Ziel 1:
Stell in der Auflistung alles von der Zeile mit „Precision-ag module: please detect the hazy“ bis hinunter zur Zeile mit „xmin=0 ymin=0 xmax=1092 ymax=412“, beide eingeschlossen, als Markdown-Tabelle dar. Die Spalte „Nr.“ enthält die laufende Zeilennummer, die Spalte „Text“ die Zeile selbst, und Leerzeilen fallen weg.

─── Seitenauszug

Edit: und hier meine DB-Deklaration







Grüße

Marcel


----------



## Swissfighter88 (23 Juli 2015)

Danke euch beiden!

*Variante von silverfreaky*
Super Sache für nicht optimierte Bausteine! Werde ich mir merken

*Variante von Mate001*
Probleme mit dem Slice-Zugriff habe ich eigentlich nicht. Ich möchte einfach meinen Programmcode übersichtlich behalten.
Danke für deine Codebeispiele. Sind echt nützlich. Ich setze das Mal so um.

Grüsse


----------



## Swissfighter88 (23 Juli 2015)

Hallo nochmals

@ Mate001:
 Kannst du mir die Idee mit der Quittiervariable noch ein wenig genauer Erklären? 
Ansätze sind mir klar, aber wie ich das Ganze im WinCC realisiere nicht!

Gruss


----------



## Ullus (30 Juni 2016)

Hallo,

Kann mir jemand sagen, warum ich für eine einfache Bitmeldungen überhaupt INT/WORD-Variablen benötige und nicht mit simplen BOOL arbeiten kann?

Ich will – wie der Themenstarter – auf einem Panel Bitmeldungen anzeigen (und gegebenenfalls auch quittieren)
Viele meiner Störmeldungen kommen auf der SPS hardwaremäßig als Digitaleingang und werden als BOOL verarbeitet. Eigentlich könnte ich die 1:1 im Meldesystem als Trigger verwenden. Wegen dem Meldesystem muss ich jetzt aber zusätzlich dazu überall noch Integer-Vars anlegen, damit das Meldesystem sie verarbeiten kann...
Mit erscheint diese Restriktion im TIA-Portal einfach überflüssig. Aber vielleicht verstehe ich als Neuling auf diesem Gebiet einfach irgend etwas nicht richtig...

Zusatzfrage (TIA v13sp1):
Wenn ich eine Bitmeldung mit einer Integer-Variable als Trigger anlege (funktioniert soweit), ist das Feld für die Quittiervariable ausgegraut und ich kann sie nicht definieren.
Wenn ich als Trigger eine BOOL-Variable verwende, kann ich ich plötzlich eine Quittiervariable festlegen (bekomme dann aber natürlich die Fehlermeldung wegen der BOOL, die nicht akzeptiert wird als Bitmeldung)
Was muss ich machen um beides richtig projektieren zu können?

LG


----------

──────

Ziel 2:
Schreib aus dem Seitenauszug alles von „Mit erscheint diese“ bis hinunter zu „sie nicht definieren.“ wortgetreu ab.

─── Gegebene Angaben

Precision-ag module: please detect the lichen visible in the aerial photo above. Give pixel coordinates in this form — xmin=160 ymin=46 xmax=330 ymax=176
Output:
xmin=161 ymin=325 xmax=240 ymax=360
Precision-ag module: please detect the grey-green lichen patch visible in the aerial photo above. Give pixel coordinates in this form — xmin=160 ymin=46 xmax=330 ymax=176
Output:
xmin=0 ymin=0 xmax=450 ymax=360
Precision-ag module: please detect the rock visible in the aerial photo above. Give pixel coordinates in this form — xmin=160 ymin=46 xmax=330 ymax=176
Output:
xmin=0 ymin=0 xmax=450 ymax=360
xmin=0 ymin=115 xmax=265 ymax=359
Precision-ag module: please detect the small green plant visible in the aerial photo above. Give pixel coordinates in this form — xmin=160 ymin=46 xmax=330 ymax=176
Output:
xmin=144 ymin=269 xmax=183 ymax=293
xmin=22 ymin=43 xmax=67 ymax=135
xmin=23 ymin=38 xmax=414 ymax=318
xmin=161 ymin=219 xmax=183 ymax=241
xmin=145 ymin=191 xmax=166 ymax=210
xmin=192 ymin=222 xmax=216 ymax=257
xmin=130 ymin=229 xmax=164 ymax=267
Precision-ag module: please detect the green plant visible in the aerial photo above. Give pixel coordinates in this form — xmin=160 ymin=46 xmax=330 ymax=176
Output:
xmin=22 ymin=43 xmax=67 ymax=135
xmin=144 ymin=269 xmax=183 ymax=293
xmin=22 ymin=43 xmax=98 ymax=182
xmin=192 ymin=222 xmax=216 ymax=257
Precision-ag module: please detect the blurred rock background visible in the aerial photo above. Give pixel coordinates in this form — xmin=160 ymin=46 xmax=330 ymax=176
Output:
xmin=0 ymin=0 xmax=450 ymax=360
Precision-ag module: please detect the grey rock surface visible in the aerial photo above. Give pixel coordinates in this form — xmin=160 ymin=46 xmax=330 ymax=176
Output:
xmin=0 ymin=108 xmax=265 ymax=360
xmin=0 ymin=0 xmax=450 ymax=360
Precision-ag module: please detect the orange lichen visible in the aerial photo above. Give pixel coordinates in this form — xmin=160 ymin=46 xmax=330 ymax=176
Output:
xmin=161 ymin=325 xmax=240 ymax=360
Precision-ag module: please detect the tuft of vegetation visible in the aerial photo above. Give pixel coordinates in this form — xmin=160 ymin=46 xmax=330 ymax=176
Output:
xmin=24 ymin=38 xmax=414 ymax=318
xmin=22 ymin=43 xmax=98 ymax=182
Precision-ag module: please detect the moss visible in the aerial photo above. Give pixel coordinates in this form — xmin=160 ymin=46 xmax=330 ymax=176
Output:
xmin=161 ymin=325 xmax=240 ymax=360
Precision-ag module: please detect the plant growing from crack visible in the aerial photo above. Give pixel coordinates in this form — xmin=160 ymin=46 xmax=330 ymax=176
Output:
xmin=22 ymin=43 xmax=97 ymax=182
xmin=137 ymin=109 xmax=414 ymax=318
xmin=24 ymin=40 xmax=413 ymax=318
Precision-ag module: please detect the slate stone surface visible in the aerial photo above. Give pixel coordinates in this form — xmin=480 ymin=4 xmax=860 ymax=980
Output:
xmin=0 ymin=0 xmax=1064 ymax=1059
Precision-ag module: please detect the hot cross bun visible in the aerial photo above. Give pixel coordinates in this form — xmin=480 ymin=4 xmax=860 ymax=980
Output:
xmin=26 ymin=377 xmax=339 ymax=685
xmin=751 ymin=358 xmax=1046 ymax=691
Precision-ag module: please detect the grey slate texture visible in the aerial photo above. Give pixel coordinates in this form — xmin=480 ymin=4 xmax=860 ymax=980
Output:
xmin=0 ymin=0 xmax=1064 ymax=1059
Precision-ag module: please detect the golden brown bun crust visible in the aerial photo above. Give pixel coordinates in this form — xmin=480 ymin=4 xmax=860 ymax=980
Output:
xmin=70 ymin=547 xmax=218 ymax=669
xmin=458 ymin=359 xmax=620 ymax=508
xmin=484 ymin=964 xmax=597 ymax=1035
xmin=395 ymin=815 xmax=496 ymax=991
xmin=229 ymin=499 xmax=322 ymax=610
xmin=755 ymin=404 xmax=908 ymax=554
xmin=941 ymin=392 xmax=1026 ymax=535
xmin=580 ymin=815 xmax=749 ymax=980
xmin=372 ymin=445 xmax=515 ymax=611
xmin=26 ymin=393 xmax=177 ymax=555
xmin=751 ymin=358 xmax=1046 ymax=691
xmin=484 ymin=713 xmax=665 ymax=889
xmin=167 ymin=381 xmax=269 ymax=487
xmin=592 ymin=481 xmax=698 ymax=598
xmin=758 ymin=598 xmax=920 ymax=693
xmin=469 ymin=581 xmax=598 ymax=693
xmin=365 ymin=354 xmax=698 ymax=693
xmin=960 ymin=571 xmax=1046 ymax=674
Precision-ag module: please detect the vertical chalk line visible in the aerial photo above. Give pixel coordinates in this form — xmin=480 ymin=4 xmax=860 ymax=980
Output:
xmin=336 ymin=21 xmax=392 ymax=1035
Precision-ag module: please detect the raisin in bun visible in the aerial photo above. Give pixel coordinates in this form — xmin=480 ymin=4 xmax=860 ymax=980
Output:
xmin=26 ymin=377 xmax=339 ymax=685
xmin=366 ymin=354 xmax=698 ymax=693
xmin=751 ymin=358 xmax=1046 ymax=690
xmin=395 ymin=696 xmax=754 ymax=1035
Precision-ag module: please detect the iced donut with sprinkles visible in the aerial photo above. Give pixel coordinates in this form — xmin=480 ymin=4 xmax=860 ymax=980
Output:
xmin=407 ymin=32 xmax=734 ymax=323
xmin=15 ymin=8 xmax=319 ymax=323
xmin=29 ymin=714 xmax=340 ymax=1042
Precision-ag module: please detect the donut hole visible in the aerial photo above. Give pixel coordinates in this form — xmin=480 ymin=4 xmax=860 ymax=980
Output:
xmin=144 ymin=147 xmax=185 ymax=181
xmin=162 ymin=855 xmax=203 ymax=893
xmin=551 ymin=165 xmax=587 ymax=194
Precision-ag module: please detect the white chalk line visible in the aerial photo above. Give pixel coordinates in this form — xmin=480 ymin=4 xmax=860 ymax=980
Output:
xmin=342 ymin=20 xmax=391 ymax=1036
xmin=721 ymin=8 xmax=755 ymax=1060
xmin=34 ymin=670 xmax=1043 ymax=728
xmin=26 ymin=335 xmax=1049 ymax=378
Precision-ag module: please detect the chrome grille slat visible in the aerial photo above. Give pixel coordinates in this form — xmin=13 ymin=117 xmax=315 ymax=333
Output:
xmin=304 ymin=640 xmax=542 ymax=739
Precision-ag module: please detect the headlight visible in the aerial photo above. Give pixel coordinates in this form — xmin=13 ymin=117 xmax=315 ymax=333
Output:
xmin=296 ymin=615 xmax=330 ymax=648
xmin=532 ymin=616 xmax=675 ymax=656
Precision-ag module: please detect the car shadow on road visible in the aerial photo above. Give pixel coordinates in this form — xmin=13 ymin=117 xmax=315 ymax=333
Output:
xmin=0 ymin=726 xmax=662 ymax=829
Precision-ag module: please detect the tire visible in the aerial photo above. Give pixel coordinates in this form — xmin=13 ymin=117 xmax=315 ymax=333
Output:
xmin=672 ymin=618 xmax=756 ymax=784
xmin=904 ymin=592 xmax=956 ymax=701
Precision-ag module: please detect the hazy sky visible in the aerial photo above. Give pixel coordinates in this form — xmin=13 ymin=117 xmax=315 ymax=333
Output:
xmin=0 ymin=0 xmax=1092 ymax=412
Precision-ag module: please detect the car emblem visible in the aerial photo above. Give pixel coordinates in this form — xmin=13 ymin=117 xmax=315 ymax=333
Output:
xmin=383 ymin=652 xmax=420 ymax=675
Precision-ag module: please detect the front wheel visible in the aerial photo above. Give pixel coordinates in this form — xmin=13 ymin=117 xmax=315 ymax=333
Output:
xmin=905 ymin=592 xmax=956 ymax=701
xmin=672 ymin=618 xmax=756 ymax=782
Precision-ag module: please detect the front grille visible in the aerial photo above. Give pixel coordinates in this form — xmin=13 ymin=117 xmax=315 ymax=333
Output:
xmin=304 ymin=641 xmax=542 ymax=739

──────

Lösung 1:
| Nr. | Text |
|---|---|
| 1 | Precision-ag module: please detect the hazy sky visible in the aerial photo above. Give pixel coordinates in this form — xmin=13 ymin=117 xmax=315 ymax=333 |
| 2 | Output: |
| 3 | xmin=0 ymin=0 xmax=1092 ymax=412 |

Lösung 2:
Mit erscheint diese Restriktion im TIA-Portal einfach überflüssig. Aber vielleicht verstehe ich als Neuling auf diesem Gebiet einfach irgend etwas nicht richtig...

Zusatzfrage (TIA v13sp1):
Wenn ich eine Bitmeldung mit einer Integer-Variable als Trigger anlege (funktioniert soweit), ist das Feld für die Quittiervariable ausgegraut und ich kann sie nicht definieren.